*** INPUT DATA
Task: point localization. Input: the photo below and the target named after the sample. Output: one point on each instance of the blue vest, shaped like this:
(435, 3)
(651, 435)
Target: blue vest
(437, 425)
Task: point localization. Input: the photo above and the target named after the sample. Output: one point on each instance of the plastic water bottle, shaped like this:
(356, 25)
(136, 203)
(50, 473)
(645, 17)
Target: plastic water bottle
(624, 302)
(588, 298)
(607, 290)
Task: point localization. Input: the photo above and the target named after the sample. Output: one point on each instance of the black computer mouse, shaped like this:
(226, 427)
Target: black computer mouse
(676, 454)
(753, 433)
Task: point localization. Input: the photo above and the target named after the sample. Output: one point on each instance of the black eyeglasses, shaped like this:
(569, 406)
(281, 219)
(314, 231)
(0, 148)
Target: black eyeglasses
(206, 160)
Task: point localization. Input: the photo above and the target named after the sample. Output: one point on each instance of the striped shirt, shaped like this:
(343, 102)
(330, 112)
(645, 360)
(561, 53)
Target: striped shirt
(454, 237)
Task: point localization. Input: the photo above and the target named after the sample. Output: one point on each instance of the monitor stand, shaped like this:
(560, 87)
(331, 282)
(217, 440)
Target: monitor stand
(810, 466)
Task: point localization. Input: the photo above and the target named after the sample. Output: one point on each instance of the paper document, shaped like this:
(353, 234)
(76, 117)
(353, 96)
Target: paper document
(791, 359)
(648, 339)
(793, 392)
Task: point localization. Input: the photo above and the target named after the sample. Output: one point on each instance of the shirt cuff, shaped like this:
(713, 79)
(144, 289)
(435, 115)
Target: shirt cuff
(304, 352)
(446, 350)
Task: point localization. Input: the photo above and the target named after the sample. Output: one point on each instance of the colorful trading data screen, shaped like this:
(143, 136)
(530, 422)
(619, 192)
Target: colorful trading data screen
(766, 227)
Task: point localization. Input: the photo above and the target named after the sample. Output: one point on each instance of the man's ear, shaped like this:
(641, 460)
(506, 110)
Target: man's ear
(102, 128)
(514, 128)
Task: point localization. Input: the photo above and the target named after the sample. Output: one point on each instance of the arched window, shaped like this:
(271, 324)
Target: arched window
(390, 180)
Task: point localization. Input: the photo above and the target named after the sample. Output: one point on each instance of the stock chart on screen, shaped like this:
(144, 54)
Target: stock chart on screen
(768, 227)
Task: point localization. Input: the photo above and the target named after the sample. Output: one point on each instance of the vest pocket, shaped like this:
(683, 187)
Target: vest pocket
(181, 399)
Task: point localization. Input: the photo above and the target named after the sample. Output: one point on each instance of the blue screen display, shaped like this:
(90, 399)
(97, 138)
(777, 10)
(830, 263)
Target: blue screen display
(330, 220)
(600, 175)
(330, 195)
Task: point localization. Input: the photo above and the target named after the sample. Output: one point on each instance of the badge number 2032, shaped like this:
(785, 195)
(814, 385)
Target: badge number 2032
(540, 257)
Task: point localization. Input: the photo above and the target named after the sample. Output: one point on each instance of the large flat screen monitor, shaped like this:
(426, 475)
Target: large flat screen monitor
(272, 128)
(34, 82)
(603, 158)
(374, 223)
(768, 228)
******
» EXERCISE: Every record above is to be transcribed exactly as written.

» RESULT BELOW:
Task: point localization. Input: the photo below and the target named after the sample. Output: one point on each instance of the blue vest, shaped like this:
(435, 3)
(651, 435)
Target: blue vest
(437, 425)
Task: point localization. Input: the photo above and the target named after the sample. Output: one point on each instance of the plastic water bottle, shaped like this:
(356, 25)
(136, 203)
(50, 473)
(645, 17)
Target: plastic water bottle
(624, 302)
(588, 298)
(607, 290)
Task: point localization. Input: the photo above and the target named after the sample. Output: one point on each instance of the black computer mouse, shaped like this:
(226, 427)
Target: black computer mouse
(676, 454)
(753, 433)
Task: point localization. Input: the photo above and the target named after the sample. Output: one point on each instance of the black eyeglasses, shaped like this:
(569, 406)
(281, 219)
(314, 231)
(0, 148)
Target: black eyeglasses
(206, 160)
Task: point localization. Input: the photo above and the target named after the sample. Output: one point on each instance of the striped shirt, shaped like this:
(343, 102)
(330, 112)
(645, 360)
(561, 53)
Target: striped shirt
(454, 237)
Task: point localization. Input: the photo above and the target named after the sample. Output: one point on each instance of the monitor stand, shaped like this:
(560, 87)
(331, 282)
(217, 440)
Target: monitor stand
(810, 466)
Task: point localization. Input: the photo above and the target named after the sample. Output: one point on each instance of the paper document, shaped like this:
(353, 234)
(76, 117)
(353, 96)
Target: paper document
(791, 359)
(648, 339)
(793, 392)
Task: point localization. Input: the photo above and the target named after the sample. Output: one point on each instance of the shirt cuff, shaped like this:
(713, 79)
(144, 289)
(435, 115)
Target: shirt cuff
(304, 352)
(446, 350)
Task: point localization. Input: the photo above and the target named after the sample. Output: one point on each instance of the colorful trading data screen, shaped like this:
(143, 136)
(530, 422)
(619, 192)
Target: colorful trading data screen
(766, 227)
Task: point localization. Input: the photo above and the target named after the sample. Output: one point on each instance of the man's ear, shaped like this:
(641, 460)
(506, 110)
Target: man's ear
(102, 128)
(514, 128)
Task: point localization. Input: the photo above and the target named after the sample. Output: one point on each instance of the arched window, shaped like this:
(271, 324)
Target: arched window
(390, 180)
Task: point localization. Input: the photo above and the target named after the sample. Output: one point on each instance of the stock chart on screen, shaped like this:
(144, 54)
Target: stock chart on screen
(768, 227)
Task: point localization. Input: the photo above and the target named after the sample. Output: one point on each instance of the vest pocket, shaped like this:
(683, 187)
Target: vest pocket
(181, 399)
Task: point localization. Input: the photo above and the target named after the sample. Output: one point on each instance of the blue screen display, shaped like this:
(90, 399)
(97, 138)
(777, 10)
(830, 263)
Target: blue screen display
(330, 220)
(600, 175)
(330, 195)
Task: point localization. Input: the photo above and the target named after the sample. Output: one point on each instance of the badge number 2032, shaped like this:
(785, 195)
(814, 385)
Target: badge number 2032
(540, 257)
Task: point localization. Input: the photo above and the target named after the sample. Output: one point on each instance of the large flat screen monitor, shaped like this:
(426, 475)
Target: large flat screen monitor
(272, 128)
(34, 82)
(603, 158)
(374, 223)
(768, 228)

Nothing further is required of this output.